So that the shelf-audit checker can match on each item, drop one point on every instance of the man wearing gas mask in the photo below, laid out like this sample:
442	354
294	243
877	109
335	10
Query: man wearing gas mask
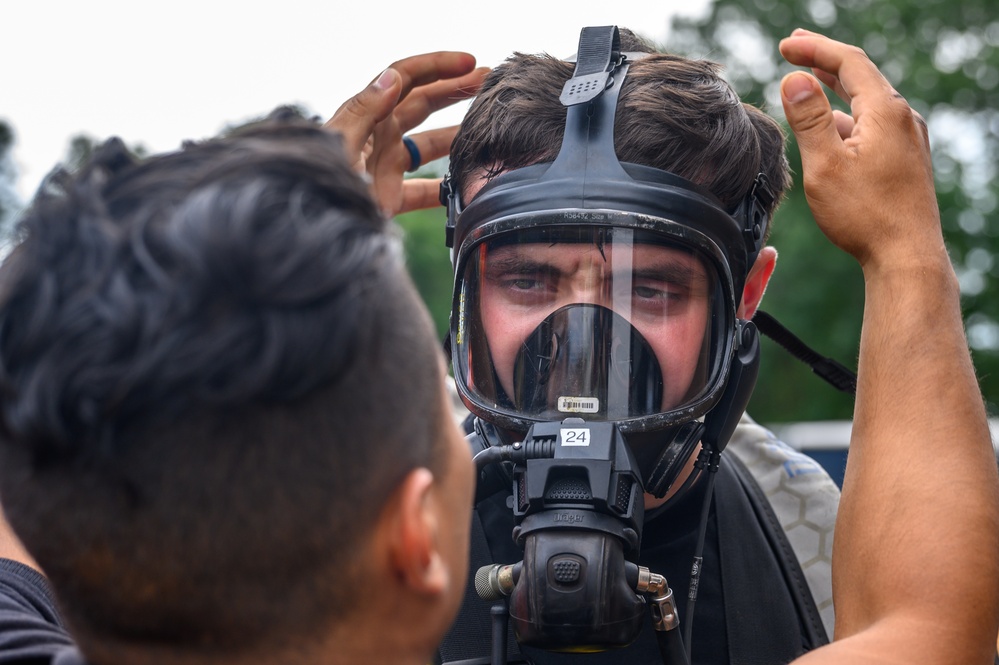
566	250
608	276
591	286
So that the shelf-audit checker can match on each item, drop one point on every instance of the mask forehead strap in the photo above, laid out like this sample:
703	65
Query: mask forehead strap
591	97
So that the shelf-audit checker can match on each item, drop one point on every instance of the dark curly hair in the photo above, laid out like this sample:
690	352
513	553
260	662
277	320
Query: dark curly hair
213	368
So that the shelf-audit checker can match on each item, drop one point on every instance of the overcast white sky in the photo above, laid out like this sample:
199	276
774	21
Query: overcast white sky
159	73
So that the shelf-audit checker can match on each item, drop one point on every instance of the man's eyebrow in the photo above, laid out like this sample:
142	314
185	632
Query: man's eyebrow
676	272
516	263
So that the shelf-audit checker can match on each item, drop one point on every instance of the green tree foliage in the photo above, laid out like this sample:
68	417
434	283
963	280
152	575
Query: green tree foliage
428	260
944	58
9	201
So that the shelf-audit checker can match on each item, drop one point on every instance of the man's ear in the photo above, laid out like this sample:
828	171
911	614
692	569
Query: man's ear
413	523
756	282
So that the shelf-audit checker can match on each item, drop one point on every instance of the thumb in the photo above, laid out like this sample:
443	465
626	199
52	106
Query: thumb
809	115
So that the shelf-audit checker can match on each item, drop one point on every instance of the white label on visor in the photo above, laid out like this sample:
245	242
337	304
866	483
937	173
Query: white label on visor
578	404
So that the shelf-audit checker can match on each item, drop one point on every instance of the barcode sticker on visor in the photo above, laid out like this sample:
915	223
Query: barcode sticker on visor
578	404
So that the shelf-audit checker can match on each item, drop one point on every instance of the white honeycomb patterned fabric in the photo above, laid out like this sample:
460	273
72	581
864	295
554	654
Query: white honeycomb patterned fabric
804	498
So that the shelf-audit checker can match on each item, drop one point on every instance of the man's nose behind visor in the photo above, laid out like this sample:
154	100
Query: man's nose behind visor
601	322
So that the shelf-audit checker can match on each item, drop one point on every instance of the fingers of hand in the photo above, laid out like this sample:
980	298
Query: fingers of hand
423	69
424	100
357	117
432	144
843	67
809	115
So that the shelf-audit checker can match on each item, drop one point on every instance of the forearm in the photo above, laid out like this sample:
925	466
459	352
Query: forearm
919	413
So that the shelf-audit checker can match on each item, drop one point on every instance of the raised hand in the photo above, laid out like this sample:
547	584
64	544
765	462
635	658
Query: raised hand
374	121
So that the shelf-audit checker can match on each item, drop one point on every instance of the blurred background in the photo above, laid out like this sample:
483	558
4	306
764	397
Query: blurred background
76	73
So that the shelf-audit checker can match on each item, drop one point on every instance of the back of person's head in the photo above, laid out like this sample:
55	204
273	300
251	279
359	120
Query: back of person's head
676	114
214	369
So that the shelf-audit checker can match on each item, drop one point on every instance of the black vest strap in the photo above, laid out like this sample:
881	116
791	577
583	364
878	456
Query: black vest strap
468	642
759	615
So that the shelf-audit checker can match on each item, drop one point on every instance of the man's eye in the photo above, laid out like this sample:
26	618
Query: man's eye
524	284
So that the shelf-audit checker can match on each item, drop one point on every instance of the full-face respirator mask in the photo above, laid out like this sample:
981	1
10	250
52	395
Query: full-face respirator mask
594	302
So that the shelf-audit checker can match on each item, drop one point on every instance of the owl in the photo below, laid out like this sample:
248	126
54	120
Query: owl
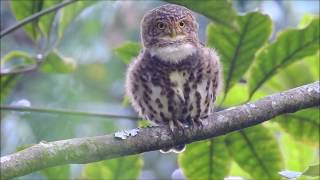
175	78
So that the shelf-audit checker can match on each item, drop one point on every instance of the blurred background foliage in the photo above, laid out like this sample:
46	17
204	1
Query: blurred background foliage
76	58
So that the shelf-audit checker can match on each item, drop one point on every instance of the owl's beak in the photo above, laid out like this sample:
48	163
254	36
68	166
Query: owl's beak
173	33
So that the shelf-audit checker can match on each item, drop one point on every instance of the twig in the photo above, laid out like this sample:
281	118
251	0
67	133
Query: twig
66	112
35	16
91	149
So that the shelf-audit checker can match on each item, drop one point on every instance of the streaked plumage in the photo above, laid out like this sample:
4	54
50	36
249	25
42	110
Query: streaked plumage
175	79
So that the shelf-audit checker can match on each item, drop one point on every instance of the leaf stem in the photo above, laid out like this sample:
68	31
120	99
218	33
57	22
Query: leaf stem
66	112
35	16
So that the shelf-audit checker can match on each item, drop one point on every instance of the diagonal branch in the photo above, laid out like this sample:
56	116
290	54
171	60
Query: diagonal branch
91	149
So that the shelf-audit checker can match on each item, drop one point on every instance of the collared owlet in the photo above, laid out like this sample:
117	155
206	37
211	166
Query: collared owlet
175	78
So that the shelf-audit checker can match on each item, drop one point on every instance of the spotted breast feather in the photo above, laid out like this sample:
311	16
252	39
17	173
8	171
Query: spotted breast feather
174	93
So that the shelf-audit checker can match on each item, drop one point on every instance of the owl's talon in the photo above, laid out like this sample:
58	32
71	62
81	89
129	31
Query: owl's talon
199	123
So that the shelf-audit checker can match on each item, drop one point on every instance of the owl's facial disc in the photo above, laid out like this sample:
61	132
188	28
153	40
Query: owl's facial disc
170	32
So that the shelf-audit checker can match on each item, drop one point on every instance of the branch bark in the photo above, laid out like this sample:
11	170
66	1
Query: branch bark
91	149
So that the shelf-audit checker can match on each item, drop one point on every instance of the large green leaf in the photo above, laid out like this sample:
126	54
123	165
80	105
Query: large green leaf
59	172
290	46
121	168
56	63
25	8
127	51
256	151
308	70
297	156
70	12
7	83
221	12
45	22
205	160
238	47
302	125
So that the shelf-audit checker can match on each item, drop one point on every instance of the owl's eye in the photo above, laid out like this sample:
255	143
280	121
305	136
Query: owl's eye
181	23
160	25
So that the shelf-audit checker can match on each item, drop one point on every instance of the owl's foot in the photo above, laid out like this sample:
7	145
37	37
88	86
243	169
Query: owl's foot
197	122
176	123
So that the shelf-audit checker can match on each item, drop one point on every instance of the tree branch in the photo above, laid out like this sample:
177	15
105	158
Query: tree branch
91	149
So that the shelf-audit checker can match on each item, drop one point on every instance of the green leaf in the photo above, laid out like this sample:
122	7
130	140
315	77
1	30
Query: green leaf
238	47
308	70
56	63
26	8
7	83
59	172
221	12
297	156
46	21
127	51
121	168
302	125
235	170
290	46
205	160
237	95
70	12
312	171
23	9
23	57
256	151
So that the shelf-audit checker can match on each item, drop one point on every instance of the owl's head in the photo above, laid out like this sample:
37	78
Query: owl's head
169	26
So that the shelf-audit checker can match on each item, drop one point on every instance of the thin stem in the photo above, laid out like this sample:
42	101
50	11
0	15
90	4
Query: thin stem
35	16
66	112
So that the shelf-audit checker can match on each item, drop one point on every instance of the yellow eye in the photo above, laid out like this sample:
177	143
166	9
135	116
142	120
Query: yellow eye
181	23
160	25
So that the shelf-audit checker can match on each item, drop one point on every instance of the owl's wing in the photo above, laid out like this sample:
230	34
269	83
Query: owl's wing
132	82
213	64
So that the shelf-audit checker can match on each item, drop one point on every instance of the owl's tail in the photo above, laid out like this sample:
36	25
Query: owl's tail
176	149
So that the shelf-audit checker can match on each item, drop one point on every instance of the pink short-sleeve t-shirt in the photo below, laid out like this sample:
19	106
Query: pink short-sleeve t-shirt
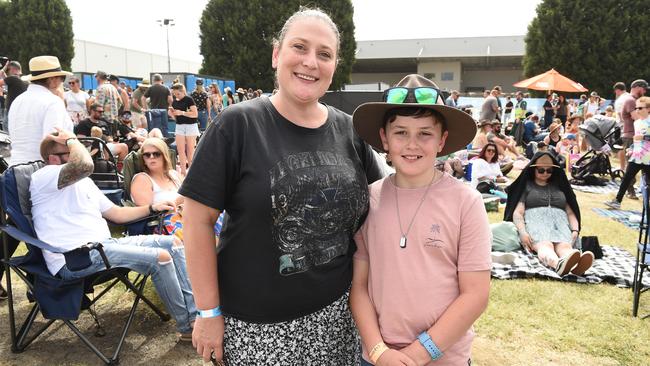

* * *

Which lines in the data above contain the word "mask"? Return each of them in full.

**WRITTEN SOLUTION**
So that the shelf-audit checker can match on each item, drop one point on every instance of the man wearing gas mask in the photo below, laid out like this sample:
Query: man wearing gas mask
So that the shelf-audit checker can match on each item, drop one point on every instance of the mask forehead strap in the photo above, laid out like this sample:
Query: mask forehead strap
So that the shelf-audit checker can match on each item, drop one point on every instance of the full-face respirator mask in the photo above, laid out like this sample:
Query: full-face respirator mask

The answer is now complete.